* begin Record excerpts *

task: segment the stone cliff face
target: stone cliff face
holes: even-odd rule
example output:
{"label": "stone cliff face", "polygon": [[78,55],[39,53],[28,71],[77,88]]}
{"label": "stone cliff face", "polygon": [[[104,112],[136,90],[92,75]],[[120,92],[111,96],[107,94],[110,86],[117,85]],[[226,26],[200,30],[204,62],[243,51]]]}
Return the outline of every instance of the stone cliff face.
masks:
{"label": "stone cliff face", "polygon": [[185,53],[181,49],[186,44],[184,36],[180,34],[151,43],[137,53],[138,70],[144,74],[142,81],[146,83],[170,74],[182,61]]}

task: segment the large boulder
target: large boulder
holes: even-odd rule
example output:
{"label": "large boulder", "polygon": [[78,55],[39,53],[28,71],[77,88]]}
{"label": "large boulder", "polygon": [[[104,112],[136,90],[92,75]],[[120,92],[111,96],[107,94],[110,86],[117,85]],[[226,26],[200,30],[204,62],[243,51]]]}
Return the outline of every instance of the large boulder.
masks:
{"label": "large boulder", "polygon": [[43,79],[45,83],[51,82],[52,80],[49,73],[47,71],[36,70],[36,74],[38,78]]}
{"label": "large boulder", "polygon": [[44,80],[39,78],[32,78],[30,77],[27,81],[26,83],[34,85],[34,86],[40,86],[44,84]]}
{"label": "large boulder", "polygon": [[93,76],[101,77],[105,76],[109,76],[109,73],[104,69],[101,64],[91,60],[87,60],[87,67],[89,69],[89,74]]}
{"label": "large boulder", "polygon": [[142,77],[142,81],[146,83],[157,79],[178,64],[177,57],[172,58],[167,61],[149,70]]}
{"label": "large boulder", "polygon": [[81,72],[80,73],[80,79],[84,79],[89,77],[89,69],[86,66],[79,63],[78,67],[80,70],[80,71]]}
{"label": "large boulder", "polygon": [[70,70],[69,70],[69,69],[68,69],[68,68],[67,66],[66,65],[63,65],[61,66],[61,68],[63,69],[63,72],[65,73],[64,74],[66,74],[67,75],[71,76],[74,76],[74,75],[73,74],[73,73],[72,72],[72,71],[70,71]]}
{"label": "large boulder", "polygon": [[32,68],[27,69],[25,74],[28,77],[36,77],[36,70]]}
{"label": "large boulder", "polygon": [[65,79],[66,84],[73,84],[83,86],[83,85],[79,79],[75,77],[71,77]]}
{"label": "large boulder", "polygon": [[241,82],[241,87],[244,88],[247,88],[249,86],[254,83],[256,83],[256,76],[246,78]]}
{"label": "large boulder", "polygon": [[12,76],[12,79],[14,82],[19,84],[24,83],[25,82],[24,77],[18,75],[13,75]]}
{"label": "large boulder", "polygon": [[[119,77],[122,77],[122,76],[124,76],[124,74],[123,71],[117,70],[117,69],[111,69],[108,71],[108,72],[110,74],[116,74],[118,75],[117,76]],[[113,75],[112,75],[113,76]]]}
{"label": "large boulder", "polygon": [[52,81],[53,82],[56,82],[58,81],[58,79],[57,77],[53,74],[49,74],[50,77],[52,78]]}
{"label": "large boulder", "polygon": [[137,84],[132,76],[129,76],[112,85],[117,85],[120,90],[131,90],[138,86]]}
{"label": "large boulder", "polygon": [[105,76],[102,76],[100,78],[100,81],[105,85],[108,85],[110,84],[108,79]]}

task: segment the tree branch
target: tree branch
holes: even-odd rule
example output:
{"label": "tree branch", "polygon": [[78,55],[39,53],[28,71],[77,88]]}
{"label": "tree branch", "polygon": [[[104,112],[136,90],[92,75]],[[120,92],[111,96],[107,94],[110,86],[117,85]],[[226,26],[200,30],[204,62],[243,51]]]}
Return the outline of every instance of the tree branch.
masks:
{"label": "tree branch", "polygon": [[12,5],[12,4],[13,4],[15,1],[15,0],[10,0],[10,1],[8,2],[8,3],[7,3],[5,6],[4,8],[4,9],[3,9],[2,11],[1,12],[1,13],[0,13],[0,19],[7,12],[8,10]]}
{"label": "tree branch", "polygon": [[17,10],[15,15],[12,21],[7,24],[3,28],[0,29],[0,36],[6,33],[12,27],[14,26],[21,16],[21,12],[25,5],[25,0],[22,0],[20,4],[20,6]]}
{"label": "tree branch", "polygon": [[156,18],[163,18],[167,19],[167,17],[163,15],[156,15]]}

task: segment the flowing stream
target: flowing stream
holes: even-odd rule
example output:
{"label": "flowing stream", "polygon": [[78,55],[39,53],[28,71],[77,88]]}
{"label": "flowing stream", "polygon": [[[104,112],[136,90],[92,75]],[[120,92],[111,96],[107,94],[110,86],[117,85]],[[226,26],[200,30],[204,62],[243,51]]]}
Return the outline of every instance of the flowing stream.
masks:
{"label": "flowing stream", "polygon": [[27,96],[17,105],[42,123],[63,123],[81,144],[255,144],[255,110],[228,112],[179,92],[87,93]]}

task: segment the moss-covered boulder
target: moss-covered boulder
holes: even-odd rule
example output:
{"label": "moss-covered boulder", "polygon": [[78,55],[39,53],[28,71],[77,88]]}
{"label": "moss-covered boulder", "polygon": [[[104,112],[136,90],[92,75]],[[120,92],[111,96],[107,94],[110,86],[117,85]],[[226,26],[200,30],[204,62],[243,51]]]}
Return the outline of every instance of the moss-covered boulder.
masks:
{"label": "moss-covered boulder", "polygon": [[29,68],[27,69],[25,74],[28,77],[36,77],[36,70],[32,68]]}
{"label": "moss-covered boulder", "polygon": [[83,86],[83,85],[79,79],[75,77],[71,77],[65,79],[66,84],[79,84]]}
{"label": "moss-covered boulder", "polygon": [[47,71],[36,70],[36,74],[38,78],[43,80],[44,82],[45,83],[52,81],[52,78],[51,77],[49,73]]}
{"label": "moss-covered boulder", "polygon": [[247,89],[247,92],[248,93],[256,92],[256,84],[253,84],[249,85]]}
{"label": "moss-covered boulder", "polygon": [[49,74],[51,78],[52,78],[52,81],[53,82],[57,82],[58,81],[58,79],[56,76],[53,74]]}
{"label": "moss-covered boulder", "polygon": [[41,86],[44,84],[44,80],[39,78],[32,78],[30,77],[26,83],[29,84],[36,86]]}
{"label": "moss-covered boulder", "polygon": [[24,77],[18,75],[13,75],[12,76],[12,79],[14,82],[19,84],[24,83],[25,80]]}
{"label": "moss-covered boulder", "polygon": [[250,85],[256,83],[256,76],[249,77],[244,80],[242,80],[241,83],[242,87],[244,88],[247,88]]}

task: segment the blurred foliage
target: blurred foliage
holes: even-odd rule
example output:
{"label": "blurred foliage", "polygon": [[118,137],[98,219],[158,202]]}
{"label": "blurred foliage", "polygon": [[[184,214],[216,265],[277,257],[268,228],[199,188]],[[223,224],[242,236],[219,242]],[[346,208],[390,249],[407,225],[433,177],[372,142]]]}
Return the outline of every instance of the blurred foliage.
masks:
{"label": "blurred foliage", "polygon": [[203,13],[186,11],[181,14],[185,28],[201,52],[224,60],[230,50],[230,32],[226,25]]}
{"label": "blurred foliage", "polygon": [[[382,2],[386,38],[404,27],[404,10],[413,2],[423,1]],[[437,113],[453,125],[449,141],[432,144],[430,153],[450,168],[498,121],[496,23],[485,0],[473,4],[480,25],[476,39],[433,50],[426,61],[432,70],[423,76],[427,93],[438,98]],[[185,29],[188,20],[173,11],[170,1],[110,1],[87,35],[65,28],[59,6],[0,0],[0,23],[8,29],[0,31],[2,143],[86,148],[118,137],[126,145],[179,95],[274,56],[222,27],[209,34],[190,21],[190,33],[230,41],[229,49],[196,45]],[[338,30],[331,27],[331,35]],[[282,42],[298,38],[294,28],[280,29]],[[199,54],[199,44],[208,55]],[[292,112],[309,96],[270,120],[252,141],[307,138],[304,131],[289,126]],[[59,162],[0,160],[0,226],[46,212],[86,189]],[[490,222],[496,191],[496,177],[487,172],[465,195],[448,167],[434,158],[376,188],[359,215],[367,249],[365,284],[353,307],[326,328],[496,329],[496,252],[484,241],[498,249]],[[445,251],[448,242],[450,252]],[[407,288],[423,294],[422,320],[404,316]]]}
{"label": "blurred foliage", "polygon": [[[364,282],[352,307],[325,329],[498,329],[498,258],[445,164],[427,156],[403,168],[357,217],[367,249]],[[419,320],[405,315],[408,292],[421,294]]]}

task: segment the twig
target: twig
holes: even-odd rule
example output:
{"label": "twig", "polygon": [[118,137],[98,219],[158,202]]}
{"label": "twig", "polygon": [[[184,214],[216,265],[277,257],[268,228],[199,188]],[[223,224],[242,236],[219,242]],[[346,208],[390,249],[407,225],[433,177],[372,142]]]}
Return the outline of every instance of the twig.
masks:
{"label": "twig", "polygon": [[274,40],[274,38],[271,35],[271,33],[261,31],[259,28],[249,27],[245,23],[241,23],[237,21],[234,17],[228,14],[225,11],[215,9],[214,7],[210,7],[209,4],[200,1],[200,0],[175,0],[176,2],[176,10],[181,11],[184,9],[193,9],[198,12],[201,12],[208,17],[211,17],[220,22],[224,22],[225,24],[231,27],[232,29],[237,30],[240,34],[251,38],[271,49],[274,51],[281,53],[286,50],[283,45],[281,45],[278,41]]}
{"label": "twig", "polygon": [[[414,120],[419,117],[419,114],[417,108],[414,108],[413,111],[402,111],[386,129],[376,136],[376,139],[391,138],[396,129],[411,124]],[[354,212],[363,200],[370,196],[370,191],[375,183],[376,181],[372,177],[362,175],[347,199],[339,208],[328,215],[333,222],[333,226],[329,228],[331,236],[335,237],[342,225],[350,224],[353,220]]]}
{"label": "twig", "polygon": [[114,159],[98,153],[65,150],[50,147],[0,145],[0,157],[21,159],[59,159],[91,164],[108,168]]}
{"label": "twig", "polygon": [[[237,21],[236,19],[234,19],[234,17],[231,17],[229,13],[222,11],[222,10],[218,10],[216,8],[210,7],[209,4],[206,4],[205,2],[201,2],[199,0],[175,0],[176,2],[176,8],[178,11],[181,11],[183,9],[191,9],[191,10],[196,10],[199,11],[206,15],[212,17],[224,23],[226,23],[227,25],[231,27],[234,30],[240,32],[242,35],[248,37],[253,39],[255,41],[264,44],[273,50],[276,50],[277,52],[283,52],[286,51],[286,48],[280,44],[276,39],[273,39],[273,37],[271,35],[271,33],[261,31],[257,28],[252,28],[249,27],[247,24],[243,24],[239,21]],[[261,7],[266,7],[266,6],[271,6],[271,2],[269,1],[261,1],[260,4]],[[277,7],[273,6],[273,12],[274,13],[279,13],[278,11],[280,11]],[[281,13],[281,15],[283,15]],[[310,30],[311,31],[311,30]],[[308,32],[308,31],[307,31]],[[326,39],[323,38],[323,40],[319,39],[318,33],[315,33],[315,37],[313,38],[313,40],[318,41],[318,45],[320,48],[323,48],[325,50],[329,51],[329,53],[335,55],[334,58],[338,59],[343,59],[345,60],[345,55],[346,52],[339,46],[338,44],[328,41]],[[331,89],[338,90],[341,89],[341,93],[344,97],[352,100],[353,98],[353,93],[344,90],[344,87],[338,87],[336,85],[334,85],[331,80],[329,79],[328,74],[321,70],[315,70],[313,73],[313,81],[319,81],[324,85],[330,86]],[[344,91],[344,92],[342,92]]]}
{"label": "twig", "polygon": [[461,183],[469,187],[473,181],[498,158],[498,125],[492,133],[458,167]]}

* end Record excerpts *

## Exercise requirements
Please gather every line of the data above that contains the string "target". Treat uppercase and lowercase as different.

## Exercise response
target: stone cliff face
target: large boulder
target: tree branch
target: flowing stream
target: moss-covered boulder
target: blurred foliage
target: twig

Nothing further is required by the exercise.